Lines of data:
=-=-=
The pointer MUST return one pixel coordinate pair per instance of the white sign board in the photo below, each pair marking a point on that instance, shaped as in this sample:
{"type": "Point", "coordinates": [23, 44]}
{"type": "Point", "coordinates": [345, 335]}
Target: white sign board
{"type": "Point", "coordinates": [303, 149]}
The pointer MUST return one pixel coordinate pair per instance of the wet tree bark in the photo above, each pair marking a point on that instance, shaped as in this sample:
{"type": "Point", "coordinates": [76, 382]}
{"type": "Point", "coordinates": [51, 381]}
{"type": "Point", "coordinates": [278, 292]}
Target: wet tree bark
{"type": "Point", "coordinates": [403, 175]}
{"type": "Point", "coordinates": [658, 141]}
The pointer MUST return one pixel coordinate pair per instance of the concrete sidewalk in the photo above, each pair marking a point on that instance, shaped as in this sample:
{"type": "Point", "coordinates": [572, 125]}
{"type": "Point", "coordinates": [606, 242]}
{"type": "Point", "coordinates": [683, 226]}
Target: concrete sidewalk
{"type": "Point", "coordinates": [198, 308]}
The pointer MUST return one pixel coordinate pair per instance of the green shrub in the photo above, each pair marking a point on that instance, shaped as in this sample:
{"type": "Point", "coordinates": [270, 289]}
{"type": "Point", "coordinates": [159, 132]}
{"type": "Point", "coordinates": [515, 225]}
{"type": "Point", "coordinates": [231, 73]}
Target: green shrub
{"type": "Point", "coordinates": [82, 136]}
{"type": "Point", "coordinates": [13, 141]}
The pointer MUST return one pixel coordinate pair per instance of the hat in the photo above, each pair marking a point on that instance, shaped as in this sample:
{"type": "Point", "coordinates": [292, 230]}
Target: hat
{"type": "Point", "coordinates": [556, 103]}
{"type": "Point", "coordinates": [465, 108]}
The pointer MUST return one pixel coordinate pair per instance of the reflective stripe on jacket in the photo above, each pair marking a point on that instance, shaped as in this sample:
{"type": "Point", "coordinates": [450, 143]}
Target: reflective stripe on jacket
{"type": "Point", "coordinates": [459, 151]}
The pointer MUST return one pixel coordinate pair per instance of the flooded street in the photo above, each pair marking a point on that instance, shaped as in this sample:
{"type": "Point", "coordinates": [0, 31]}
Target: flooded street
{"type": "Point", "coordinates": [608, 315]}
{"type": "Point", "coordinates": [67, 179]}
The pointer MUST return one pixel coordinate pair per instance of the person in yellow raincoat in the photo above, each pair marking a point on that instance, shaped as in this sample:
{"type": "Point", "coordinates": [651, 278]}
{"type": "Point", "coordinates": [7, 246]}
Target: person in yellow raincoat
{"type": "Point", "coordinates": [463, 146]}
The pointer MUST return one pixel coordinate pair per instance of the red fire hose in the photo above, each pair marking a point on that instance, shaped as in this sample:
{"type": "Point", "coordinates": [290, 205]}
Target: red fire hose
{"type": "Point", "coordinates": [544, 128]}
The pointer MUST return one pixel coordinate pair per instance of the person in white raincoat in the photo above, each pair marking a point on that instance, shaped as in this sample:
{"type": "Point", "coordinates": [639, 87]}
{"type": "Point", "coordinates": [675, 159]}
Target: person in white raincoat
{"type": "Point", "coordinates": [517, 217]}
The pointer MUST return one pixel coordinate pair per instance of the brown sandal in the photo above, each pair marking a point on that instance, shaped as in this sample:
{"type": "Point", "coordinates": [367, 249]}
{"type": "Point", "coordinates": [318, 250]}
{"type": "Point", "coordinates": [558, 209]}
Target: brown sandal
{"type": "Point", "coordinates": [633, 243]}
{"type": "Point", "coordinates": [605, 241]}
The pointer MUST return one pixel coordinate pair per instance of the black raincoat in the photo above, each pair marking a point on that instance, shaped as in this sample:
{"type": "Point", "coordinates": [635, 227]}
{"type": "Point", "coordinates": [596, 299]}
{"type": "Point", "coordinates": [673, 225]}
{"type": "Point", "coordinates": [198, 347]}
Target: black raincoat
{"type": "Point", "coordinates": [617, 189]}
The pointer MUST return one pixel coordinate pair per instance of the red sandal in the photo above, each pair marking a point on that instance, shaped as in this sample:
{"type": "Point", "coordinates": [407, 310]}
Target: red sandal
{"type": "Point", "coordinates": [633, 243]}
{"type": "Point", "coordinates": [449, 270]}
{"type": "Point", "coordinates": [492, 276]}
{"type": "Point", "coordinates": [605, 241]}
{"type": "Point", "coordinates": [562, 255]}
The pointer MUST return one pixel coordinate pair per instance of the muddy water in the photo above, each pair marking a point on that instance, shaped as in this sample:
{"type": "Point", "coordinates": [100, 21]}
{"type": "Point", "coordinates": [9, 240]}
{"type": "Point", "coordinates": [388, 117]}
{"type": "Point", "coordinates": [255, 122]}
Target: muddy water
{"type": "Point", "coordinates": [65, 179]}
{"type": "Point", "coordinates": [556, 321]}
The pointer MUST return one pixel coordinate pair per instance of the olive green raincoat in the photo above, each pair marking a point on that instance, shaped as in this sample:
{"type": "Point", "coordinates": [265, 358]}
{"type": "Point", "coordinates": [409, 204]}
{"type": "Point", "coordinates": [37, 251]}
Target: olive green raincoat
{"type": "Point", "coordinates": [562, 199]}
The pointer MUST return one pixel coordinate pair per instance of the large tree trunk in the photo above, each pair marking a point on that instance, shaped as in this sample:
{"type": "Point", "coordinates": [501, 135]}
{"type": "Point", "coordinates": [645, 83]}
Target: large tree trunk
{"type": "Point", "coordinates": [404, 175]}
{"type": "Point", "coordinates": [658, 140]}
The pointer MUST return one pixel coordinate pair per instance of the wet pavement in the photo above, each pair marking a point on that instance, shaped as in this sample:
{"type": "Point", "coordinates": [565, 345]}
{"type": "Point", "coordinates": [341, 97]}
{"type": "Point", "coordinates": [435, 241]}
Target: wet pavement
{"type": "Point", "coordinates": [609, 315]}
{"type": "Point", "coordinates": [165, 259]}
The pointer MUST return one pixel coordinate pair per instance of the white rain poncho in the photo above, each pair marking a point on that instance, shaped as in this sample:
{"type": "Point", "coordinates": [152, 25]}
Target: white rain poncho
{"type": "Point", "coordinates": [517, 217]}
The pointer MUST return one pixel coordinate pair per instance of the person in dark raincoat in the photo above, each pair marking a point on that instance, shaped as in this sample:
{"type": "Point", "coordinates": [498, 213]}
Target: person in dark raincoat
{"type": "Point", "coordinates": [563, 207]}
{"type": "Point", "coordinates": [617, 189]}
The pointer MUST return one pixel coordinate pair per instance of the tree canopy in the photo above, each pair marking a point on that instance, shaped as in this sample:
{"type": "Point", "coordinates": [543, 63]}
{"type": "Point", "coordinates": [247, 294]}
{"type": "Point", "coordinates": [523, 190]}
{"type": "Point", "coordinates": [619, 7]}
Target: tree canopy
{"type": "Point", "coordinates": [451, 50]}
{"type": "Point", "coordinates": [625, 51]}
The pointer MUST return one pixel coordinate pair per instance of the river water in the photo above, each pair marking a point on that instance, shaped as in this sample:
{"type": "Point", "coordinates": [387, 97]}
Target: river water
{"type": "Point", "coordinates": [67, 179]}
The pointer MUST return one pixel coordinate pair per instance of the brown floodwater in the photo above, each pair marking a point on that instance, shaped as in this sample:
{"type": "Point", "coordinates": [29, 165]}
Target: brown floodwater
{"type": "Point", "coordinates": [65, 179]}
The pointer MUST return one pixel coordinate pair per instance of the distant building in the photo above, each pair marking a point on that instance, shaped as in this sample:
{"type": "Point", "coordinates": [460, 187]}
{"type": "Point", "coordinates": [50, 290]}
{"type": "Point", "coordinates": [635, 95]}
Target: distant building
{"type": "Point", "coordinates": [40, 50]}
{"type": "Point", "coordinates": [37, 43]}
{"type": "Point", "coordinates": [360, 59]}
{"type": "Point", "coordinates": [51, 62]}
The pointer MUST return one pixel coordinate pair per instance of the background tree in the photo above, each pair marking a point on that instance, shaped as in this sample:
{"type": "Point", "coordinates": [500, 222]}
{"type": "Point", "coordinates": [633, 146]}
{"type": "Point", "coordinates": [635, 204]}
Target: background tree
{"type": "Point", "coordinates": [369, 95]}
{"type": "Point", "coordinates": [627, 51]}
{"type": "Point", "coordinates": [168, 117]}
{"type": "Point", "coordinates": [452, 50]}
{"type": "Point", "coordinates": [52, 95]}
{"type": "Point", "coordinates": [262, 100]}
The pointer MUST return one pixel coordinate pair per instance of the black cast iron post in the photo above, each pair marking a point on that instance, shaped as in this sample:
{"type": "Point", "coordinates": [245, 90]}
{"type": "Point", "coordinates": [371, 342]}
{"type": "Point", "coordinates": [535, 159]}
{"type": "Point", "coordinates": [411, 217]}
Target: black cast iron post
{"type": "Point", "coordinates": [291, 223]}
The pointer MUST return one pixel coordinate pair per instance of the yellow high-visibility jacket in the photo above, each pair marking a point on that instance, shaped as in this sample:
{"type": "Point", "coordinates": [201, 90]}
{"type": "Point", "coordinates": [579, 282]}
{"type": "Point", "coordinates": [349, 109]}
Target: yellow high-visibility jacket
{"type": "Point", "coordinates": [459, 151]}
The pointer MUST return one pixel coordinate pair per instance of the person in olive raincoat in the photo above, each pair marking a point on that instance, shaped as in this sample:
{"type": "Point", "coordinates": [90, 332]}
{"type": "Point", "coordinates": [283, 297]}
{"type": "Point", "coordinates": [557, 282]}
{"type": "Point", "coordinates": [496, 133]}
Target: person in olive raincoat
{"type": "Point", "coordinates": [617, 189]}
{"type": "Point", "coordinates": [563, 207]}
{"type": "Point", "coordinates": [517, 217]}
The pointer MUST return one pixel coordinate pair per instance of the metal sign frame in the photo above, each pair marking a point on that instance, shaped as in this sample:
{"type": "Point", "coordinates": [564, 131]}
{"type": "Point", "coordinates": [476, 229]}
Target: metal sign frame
=-=-=
* **Work to complete**:
Please retype, exactly as written, every line from the line containing "of the metal" through the last line of the records above, including both of those lines, and nothing else.

* **Completed exercise**:
The pointer MUST return one pixel coordinate pair per instance of the metal sign frame in the photo above, each pair marking a point on that instance, shaped as in this sample:
{"type": "Point", "coordinates": [564, 131]}
{"type": "Point", "coordinates": [476, 229]}
Target: metal sign frame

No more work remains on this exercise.